The day after. Il giorno dopo. Potremmo chiamarla così questa fase 3 nella città simbolo della tragedia che ha colpito il mondo, ma la prudenza consiglia di dirlo a voce bassa, aspettando che la notte dell’emergenza sanitaria passi del tutto, perché anche in questa lenta decrescita dei numeri legati alla pandemia, la Lombardia continua a fare la parte del leone.
A Bergamo, dove stanno ancora cercando di ricostruire con pazienza la catena di responsabilità che ha reso necessari, nel dramma di marzo, i mezzi dell’esercito nelle strade per portar via le bare, oggi la Cgil, in una conferenza stampa molto attesa, ha tentato di disegnare, con i dati raccolti dall’Istituto Ires Lucia Morosini e aggiornati al 18 maggio, lo stato dell’economia e del lavoro nella provincia e le principali misure per il rilancio e lo sviluppo. Nella ricerca si possono individuare quali sono i settori produttivi che più stanno pagando la crisi legata al covid e si può capire la situazione di fragilità delle famiglie bergamasche e la perdita del loro potere di acquisto. Cicatrici sociali di questa malattia che difficilmente se ne andranno.
Quello che colpisce come un pugno allo stomaco il tessuto produttivo di un territorio che, dal punto di vista produttivo, era sempre stato una piccola tigre, sono le quasi 28 milioni di ore di cassa integrazione autorizzate ad aprile per circa 180 mila dipendenti, un numero di oltre 150 volte superiore a quello dello stesso mese del 2019. Per la precisione, si passa da 108 mila a 27,4 milioni. Sulla cassa in deroga, da 0 a 257 mila. E anche l’impennata della cassa straordinaria non scherza: si passa da 75 mila a 514 mila, più 587 per cento, una deflagrazione ben più rumorosa di quella rilevata a livello lombardo. “Un dato – spiega il documento dell’Ires – che mette in luce la presenza di situazioni di crisi legate non soltanto alla temporanea sospensione delle attività produttive dovuta all’emergenza covid, ma anche a contrazioni della domanda di rilevanza settoriale”.

_Consegna_. Riduci a un elenco puntato il paragrafo del brano su Bergamo che inizia con «A Bergamo, dove stanno ancora cercando», conservandone i fatti principali. Per rispondere basta il brano, senza ricorrere ad altre fonti.

_Materiale di studio_.
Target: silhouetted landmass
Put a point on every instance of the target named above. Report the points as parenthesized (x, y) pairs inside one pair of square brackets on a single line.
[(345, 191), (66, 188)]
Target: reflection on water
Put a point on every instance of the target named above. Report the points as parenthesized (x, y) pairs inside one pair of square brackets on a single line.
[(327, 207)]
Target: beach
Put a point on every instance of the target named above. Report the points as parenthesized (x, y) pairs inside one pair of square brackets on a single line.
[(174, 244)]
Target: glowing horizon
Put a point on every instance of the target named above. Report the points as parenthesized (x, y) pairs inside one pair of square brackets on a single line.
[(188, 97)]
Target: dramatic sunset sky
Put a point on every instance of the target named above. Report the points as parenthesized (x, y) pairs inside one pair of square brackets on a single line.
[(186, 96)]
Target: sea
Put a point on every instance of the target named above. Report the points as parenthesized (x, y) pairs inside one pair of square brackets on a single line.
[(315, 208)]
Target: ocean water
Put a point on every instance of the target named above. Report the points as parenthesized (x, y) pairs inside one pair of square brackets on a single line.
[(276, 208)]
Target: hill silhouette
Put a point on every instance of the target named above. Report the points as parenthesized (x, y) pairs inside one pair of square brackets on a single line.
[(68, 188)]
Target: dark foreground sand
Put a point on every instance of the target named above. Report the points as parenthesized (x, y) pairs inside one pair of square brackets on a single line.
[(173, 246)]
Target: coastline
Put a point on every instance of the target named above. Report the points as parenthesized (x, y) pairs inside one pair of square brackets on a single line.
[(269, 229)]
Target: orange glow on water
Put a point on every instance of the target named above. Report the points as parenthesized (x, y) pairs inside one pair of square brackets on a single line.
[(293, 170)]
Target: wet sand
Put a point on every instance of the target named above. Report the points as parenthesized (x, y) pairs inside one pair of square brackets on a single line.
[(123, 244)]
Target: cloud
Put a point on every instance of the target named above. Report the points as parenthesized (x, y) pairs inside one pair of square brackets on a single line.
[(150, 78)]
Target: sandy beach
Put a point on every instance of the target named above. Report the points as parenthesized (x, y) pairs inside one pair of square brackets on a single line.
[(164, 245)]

_Soluzione_.
- A Bergamo si cerca ancora di ricostruire la catena di responsabilità che a marzo ha reso necessari i mezzi dell'esercito per portare via le bare.
- Oggi la Cgil ha tenuto una conferenza stampa molto attesa.
- Con i dati dell'Istituto Ires Lucia Morosini, aggiornati al 18 maggio, ha descritto lo stato dell'economia e del lavoro nella provincia e le principali misure per il rilancio e lo sviluppo.
- La ricerca indica i settori produttivi più colpiti dalla crisi legata al covid.
- Mostra inoltre la fragilità delle famiglie bergamasche e la perdita del loro potere d'acquisto, cicatrici sociali che difficilmente se ne andranno.